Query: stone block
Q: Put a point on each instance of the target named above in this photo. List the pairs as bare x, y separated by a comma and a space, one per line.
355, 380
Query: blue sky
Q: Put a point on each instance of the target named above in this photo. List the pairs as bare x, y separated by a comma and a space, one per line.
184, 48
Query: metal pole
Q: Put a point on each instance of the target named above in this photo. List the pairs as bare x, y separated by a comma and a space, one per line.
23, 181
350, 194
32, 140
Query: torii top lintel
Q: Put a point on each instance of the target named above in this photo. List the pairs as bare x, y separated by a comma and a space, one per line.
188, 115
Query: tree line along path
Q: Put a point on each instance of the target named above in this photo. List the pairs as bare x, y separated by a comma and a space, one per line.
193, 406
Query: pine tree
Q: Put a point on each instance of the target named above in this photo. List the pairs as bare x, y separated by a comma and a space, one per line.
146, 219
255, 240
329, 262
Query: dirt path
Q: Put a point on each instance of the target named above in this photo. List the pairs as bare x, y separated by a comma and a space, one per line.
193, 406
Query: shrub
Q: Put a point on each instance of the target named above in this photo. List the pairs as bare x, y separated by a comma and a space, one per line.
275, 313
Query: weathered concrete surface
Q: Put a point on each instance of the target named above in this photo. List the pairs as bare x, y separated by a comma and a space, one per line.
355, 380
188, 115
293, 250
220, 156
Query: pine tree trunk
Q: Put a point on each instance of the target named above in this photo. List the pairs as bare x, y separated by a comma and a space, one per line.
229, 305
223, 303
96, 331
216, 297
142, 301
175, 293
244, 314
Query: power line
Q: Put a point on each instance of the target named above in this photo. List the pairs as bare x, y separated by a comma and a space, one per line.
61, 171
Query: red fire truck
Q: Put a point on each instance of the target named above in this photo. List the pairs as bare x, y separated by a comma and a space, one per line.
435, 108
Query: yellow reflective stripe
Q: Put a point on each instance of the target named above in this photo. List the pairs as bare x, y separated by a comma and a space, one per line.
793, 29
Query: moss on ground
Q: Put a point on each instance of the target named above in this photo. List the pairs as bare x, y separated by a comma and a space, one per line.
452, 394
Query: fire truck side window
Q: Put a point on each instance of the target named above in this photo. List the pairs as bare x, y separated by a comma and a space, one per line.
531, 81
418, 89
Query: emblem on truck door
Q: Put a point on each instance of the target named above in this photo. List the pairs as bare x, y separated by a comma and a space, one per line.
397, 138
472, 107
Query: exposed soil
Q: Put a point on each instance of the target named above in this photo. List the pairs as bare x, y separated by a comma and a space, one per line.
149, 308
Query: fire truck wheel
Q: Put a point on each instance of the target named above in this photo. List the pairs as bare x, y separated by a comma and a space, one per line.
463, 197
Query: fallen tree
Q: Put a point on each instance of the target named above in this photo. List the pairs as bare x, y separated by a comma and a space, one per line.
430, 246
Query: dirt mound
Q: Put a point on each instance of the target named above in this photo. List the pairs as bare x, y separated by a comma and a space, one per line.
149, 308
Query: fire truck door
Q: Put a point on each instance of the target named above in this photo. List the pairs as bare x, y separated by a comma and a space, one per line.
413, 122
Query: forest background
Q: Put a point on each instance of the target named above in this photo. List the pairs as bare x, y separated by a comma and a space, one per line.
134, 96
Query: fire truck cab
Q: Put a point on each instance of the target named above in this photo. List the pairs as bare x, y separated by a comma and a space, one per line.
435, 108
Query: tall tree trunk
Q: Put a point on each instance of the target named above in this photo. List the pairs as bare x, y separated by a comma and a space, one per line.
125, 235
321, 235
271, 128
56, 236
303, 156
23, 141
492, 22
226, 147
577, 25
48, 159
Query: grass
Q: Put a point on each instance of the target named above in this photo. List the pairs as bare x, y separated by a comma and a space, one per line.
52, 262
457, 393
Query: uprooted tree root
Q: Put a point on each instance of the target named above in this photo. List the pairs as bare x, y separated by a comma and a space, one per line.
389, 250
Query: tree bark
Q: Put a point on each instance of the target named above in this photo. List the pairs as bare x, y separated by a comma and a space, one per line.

● **How to complete this task**
Line by line, reproduce the material exactly.

● **Task output**
Query: stone block
Q: Put a point on each instance of the target named above in this photo. List the pairs as bare x, y separated by a comma and a space, one per line.
355, 380
Query: blue sky
Q: Put a point on each instance of the target named above in this photo. List the pairs as bare x, y separated by a comma and a space, one per line.
184, 48
Query: metal pole
Q: Put a point on each instance of the target named above in this photo. List the pairs as bare x, y separated by a comma and a space, one per line.
23, 181
350, 194
32, 140
Query: torii top lintel
Q: Put a point on each instance of the target named above in this photo. List the pairs as bare x, y separated by a comma and a space, one per line.
188, 115
Query: tree line along path
Q: Put a point on each instance of the target named above in this photo. List the pairs as bare x, y separated by a comma and a space, one per line.
193, 406
Query: pine tree
Q: Put a point on each instance of the target named above in this photo. List the pairs as bare x, y separated by a comma and a space, one per line.
146, 219
255, 240
329, 262
Query: dirt path
Q: Put a point on each instance of the target named above in this photo. List the pairs as bare x, y separated by a comma and a space, one per line.
193, 406
Query: shrub
Q: Put a point on each instance of the target named above in this photo. List the pairs as bare x, y separated by a comma and a space, one per line.
275, 313
Query: weathered concrete surface
Q: Put a point on each instance of the target named above in this photo. List the pairs as bare x, y separated by a comma and a space, one per line.
355, 380
188, 115
293, 250
220, 156
Query: pine tree trunk
Q: Put a point on each instance of the target named above in this photo. List the pairs as bare x, y separated by a comma and a space, one per line.
229, 305
223, 303
96, 331
216, 297
142, 301
175, 293
244, 314
Query: power line
Q: Put a point on each instance of the target named above in this photo. List the pairs as bare x, y separated by a comma and a space, one per line.
61, 171
Query: red fire truck
Q: Put a point on each instance of the target named above in this photo. List the pairs as bare x, y separated by a comma and a space, one per line.
435, 108
Query: yellow reflective stripe
Q: Put a point on each instance of the target named above in this photo. List the pairs as bare x, y separated by a comma and a space, one per line.
793, 29
Query: moss on ground
Q: Put a point on each instance of the target named above in this photo. List the pairs as bare x, y separated by a comma and a space, one per line.
452, 394
Query: fire truck side window
Q: Put a point on each instance of the target named above in this photo. List the pairs as bare x, y separated by a comma and a space, one per line.
531, 81
418, 89
Query: emblem on truck door
Q: Put a point on each instance of the target named above in this photo. List the pairs as bare x, y separated by a comma and a space, one per line.
397, 138
472, 107
Query: exposed soil
Q: Put a point on each instance of the target named above in this photo. List the pairs as bare x, y separated by a comma and a space, one per line.
149, 308
Query: fire truck wheel
Q: Put a point on each instance of the target named above in this photo. List the pairs as bare x, y separated by a comma and a space, one per line.
463, 197
Query: fallen tree
Q: Put a point on each instance of the target named above in this photo. List the pairs as bare x, y separated by a comma and a space, one per line.
430, 246
Query: dirt mound
Q: Put a point on each instance of the target named above in this photo. List the pairs as bare x, y separated by a comma and a space, one per line.
149, 308
Query: fire truck door
Q: Put a point on each instance of the target named above in this photo. List the pairs as bare x, y separated by a comma and a space, one per line.
413, 122
Query: forest background
Q: Put a point on each instance of the target named above in this photo. List the pairs as bare x, y separated by a comma and a space, one per line.
134, 96
Query: fire truck cab
Q: Put a point on each instance of the target named above in this photo. List the pairs as bare x, y separated by a comma and a space, one per line.
435, 108
Query: tall tree trunk
Q: Put a point on each instance of the target named above in this photo. List the pairs as bare x, y separated by a comma and a space, one per line.
125, 235
321, 235
271, 128
56, 236
303, 156
23, 141
492, 22
226, 147
577, 25
48, 159
Query: grass
Q: Put a point on each instance of the target named above in this photo. List the pairs as bare x, y separated by a comma and a space, one per line.
52, 262
457, 393
Query: uprooted tree root
Q: Put a point on each instance of the target named above in this photo. List the pairs as bare x, y separated by a comma and a space, one per line.
389, 250
Query: tree bark
Q: Put a point on each instance of the target named above in this photo. List the pairs as bare x, y separated by a comma and a space, one per line.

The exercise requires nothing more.